* _Request_
According to the data warehouse passage below, what does the snowflake schema do to the dimension tables, and for what purpose?

Data warehouse design methods consider the read-oriented characteristic of warehouse data and enable the efficient query processing over large amounts of data. A special type of relational database schemas, called star schema, is often used to model the multiple dimensions of warehouse data (in contrast to the two-dimensional representation of normal relational schemas). In this case, the database consists of a central fact table and several dimension tables. The fact table contains tuples that represent business facts (measures) to be analyzed. Each fact table tuple references multiple dimensional table tuples each one representing a dimension of interest. Since dimension tables are not normalized, joining the fact table with the dimension tables provides different dimensional views of the warehouse data in an efficient way. A variant of the star schema, called the snowflake schema, is commonly used to explicitly represent the dimensional hierarchies by normalizing the dimension tables.

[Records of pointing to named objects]
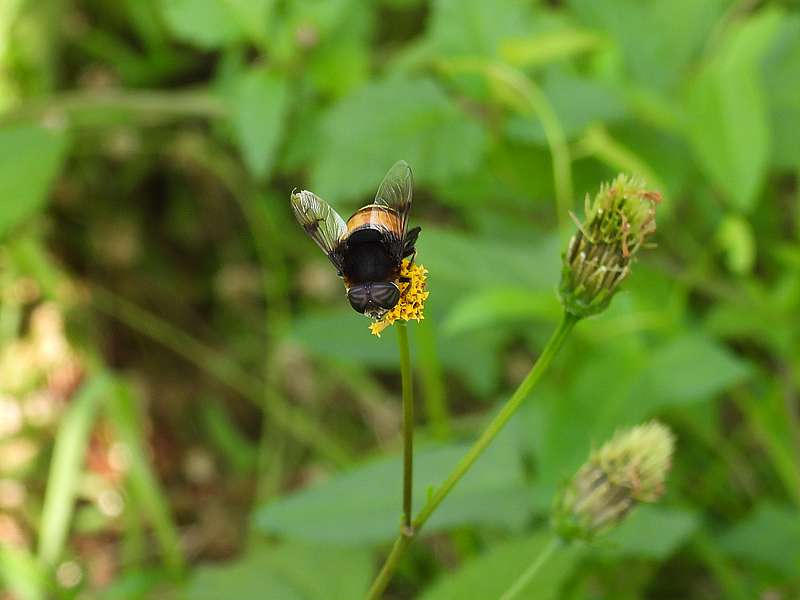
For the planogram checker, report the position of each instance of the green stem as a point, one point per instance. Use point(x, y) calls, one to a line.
point(430, 368)
point(521, 93)
point(528, 575)
point(408, 426)
point(491, 431)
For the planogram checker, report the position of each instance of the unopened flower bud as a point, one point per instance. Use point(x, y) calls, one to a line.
point(629, 469)
point(599, 255)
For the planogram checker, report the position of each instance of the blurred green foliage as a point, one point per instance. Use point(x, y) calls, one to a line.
point(188, 407)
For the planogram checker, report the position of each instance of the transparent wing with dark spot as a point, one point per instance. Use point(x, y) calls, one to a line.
point(321, 223)
point(395, 193)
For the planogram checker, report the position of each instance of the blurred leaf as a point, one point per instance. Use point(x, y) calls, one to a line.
point(139, 584)
point(688, 369)
point(578, 102)
point(491, 308)
point(492, 573)
point(475, 27)
point(621, 384)
point(736, 239)
point(30, 158)
point(321, 334)
point(324, 572)
point(141, 476)
point(21, 574)
point(205, 23)
point(782, 79)
point(416, 122)
point(770, 536)
point(66, 467)
point(655, 55)
point(492, 262)
point(362, 506)
point(652, 532)
point(248, 578)
point(728, 124)
point(259, 106)
point(548, 47)
point(286, 572)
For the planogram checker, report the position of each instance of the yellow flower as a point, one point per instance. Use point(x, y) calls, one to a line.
point(413, 294)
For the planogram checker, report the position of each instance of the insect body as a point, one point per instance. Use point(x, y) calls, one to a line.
point(369, 248)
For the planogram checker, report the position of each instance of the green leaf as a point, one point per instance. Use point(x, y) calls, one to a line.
point(782, 79)
point(288, 572)
point(66, 468)
point(368, 131)
point(21, 574)
point(736, 239)
point(620, 384)
point(362, 506)
point(142, 478)
point(770, 536)
point(492, 263)
point(321, 334)
point(495, 307)
point(475, 27)
point(205, 23)
point(30, 158)
point(578, 102)
point(216, 23)
point(258, 111)
point(534, 51)
point(652, 532)
point(491, 574)
point(655, 56)
point(688, 369)
point(728, 122)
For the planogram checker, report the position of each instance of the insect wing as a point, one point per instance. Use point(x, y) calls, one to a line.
point(395, 193)
point(321, 223)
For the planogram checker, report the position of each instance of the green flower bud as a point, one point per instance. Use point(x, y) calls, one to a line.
point(629, 469)
point(598, 257)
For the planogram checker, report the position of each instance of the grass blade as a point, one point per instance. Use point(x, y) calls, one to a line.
point(65, 469)
point(141, 478)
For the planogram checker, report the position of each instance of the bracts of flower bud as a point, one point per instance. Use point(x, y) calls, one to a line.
point(629, 469)
point(617, 224)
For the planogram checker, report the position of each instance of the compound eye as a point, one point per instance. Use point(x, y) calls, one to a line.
point(385, 295)
point(359, 298)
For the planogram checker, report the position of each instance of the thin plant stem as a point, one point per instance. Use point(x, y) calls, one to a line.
point(432, 378)
point(522, 93)
point(408, 426)
point(524, 580)
point(492, 430)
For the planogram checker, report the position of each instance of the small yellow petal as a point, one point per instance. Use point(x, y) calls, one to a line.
point(413, 294)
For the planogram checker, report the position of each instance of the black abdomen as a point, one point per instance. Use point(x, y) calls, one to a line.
point(368, 261)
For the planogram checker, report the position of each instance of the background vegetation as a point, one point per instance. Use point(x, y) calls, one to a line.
point(189, 408)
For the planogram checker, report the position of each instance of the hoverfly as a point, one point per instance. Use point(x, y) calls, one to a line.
point(368, 249)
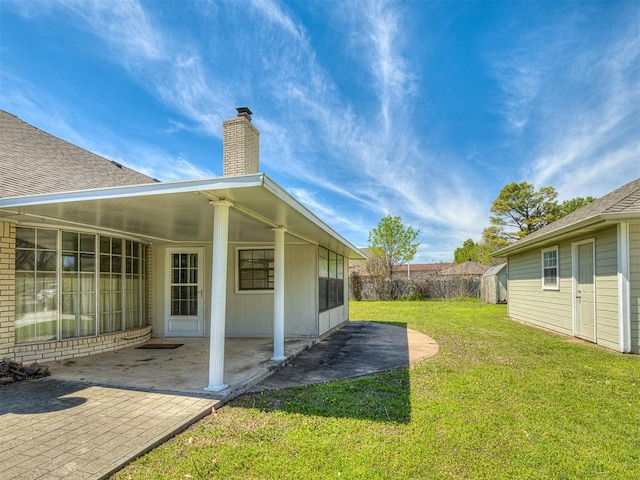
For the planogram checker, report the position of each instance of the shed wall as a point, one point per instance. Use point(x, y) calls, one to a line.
point(528, 302)
point(553, 309)
point(607, 330)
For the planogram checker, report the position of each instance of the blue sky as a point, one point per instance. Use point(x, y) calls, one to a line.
point(418, 109)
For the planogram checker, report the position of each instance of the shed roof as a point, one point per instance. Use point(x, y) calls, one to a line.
point(126, 201)
point(619, 204)
point(34, 162)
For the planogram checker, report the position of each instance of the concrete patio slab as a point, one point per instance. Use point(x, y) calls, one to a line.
point(95, 414)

* _Result_
It normalizes the dimension tables to explicitly represent the dimensional hierarchies.